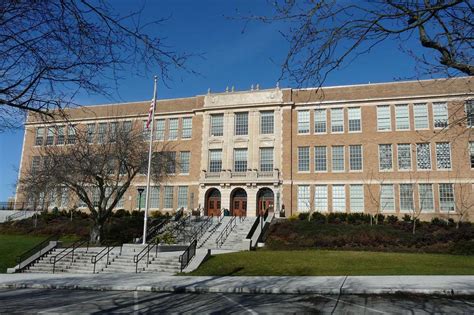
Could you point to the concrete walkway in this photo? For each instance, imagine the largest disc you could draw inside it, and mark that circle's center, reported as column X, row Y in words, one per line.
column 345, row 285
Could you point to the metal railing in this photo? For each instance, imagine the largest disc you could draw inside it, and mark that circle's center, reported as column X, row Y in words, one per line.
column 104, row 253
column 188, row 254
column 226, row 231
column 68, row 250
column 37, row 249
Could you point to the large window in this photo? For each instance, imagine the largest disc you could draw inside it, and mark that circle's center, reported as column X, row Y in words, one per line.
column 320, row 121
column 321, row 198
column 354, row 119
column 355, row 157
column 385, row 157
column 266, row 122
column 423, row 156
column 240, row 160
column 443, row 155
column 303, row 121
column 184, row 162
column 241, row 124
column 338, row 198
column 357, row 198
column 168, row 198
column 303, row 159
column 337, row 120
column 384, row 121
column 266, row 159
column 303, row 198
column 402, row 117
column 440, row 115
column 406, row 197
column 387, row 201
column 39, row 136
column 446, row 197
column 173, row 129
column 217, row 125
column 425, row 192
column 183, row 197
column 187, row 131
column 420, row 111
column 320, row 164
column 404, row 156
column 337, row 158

_____

_SET EXERCISE:_
Rewrite all of the lines above with every "photo" changed to "image" and nothing else altered. Leave the pictures out of your version.

_EXERCISE RESULT:_
Could you point to the concrete walkway in this image? For each instance, imagine the largest disc you could draw inside it, and mark that circle's center, reported as column X, row Y in words, one per line.
column 345, row 285
Could you point to the metal railing in this image? For each instance, imagine the largest disc you could draw inside it, and mark that circle's center, reported as column X, row Y in words, one per line.
column 104, row 253
column 188, row 254
column 226, row 231
column 68, row 250
column 37, row 249
Could you point to the large window in this image? For each instance, imagine the largest disc you could draw inside it, and mark that circle's center, reported as column X, row Y in words, one per line.
column 320, row 121
column 321, row 198
column 354, row 119
column 355, row 157
column 385, row 157
column 266, row 122
column 423, row 156
column 240, row 160
column 443, row 155
column 303, row 121
column 184, row 162
column 241, row 124
column 338, row 198
column 357, row 198
column 168, row 198
column 303, row 159
column 337, row 120
column 384, row 121
column 266, row 159
column 303, row 198
column 402, row 117
column 440, row 115
column 406, row 197
column 387, row 201
column 39, row 136
column 446, row 197
column 173, row 129
column 217, row 125
column 425, row 192
column 183, row 197
column 187, row 131
column 420, row 111
column 320, row 164
column 404, row 156
column 337, row 158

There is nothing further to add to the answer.